> Tasks:
1: Retype the Swampoodle Grounds passage starting at "The club had" and ending at "National Postal Museum.".
2: List the streets that the Swampoodle Grounds passage names as bounding the ballfield's block.

(Text excerpt Opens)

Former baseball park in Washington, D.C.

Swampoodle Grounds aka Capitol Park (II) was the home of the Washington Nationals baseball team of the National League from 1886 to 1889. The name refers to the one-time Swampoodle neighborhood of Washington.

The ballfield was located on a block bounded by North Capitol Street NE and tracks (west); F Street NE (south); Delaware Avenue NE (east); and G Street NE (north); a few blocks north of the Capitol building. Spectators faced toward the south and could see the Capitol dome. They could also see the McDowell and Sons Feed Mill, visible behind center field in the picture, and which was across F Street to the south.

The club had moved a few blocks north, from Capitol Park (I) to the Swampoodle location, upon joining the National League. Local papers reported that the new grounds had more space and a more favorable lease. The papers often referred to the new grounds as Capitol Park, even as the previous Capitol Park was still in use, under the same name, for various types of entertainment. When referencing the previous park, the reports would general specify its location, to minimize possible confusion.

As construction neared completion, a local newspaper reported that the left field line was 253 ft long and the right field was 264 ft long.[Sunday Herald, March 28, 1886, p.3]

Portions of the site were eventually annexed as the site of the Union Station and of the Main Post Office, which is now the National Postal Museum.

Swampoodle Grounds held 6,000. The Washington Statesmen folded after the end of the 1889 season.

(Text excerpt Closes)
(Records supplied Opens)

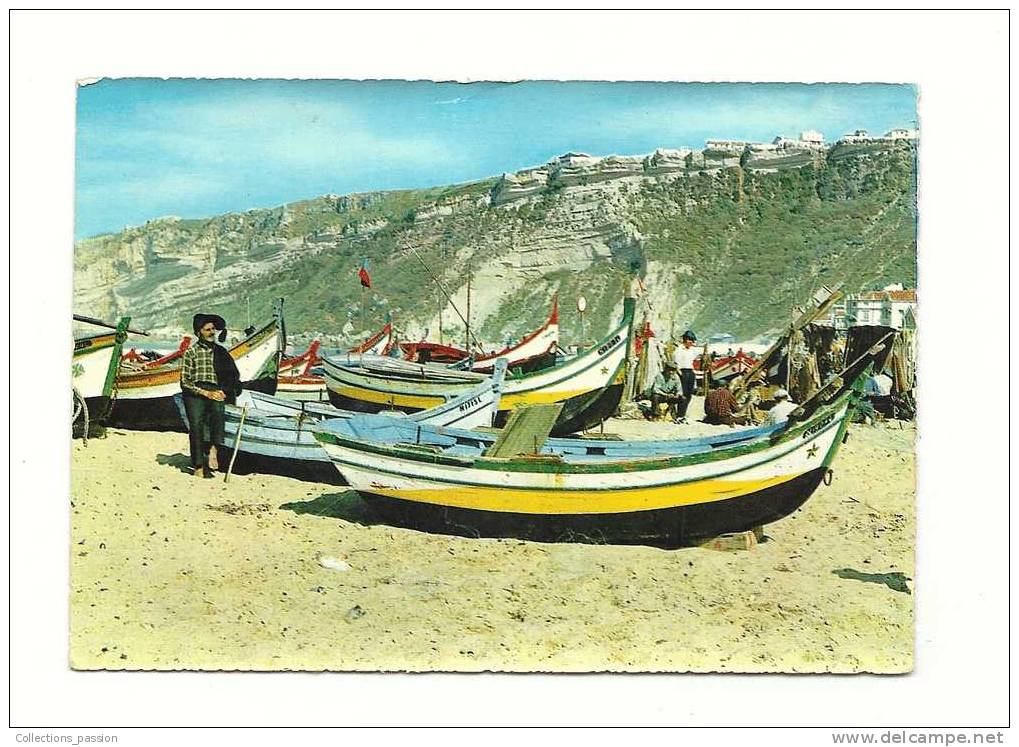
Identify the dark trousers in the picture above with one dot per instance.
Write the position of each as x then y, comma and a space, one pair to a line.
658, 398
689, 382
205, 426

(Records supplied Closes)

> Activity answers:
1:
The club had moved a few blocks north, from Capitol Park (I) to the Swampoodle location, upon joining the National League. Local papers reported that the new grounds had more space and a more favorable lease. The papers often referred to the new grounds as Capitol Park, even as the previous Capitol Park was still in use, under the same name, for various types of entertainment. When referencing the previous park, the reports would general specify its location, to minimize possible confusion.

As construction neared completion, a local newspaper reported that the left field line was 253 ft long and the right field was 264 ft long.[Sunday Herald, March 28, 1886, p.3]

Portions of the site were eventually annexed as the site of the Union Station and of the Main Post Office, which is now the National Postal Museum.

2:
North Capitol Street NE
F Street NE
Delaware Avenue NE
G Street NE